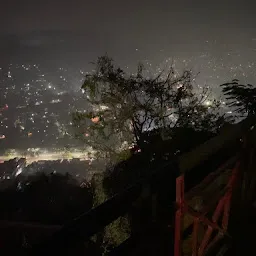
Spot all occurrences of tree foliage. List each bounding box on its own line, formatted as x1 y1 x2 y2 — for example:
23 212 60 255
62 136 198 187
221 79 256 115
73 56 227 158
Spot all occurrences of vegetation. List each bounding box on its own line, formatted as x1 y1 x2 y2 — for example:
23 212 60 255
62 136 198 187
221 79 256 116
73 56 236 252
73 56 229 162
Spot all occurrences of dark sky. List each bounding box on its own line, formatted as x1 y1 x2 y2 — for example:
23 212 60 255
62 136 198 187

* * * *

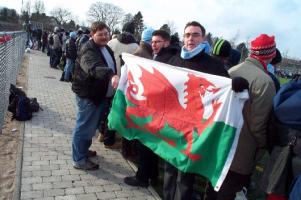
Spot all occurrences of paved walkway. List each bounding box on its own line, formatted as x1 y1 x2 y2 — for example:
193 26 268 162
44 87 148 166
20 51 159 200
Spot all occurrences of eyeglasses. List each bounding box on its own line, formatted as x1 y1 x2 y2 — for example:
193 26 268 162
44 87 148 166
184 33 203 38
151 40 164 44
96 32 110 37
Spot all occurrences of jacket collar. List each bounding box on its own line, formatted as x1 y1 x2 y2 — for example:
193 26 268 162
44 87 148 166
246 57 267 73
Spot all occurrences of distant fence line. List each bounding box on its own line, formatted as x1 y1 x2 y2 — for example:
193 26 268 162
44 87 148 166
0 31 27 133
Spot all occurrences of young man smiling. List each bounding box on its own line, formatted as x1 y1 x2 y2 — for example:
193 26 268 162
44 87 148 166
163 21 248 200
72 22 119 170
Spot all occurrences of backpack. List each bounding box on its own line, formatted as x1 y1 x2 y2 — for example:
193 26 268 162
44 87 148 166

* * * *

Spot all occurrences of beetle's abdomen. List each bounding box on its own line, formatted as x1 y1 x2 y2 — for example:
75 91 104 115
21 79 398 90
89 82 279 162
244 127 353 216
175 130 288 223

* * * *

_What you have to do_
Collect every line of the data above that contains the word "tree", and copy each one in order.

_Response_
Spot all occurrences of tree foliage. List each bounding box on its own line, formatted as x1 y1 x2 y2 — for example:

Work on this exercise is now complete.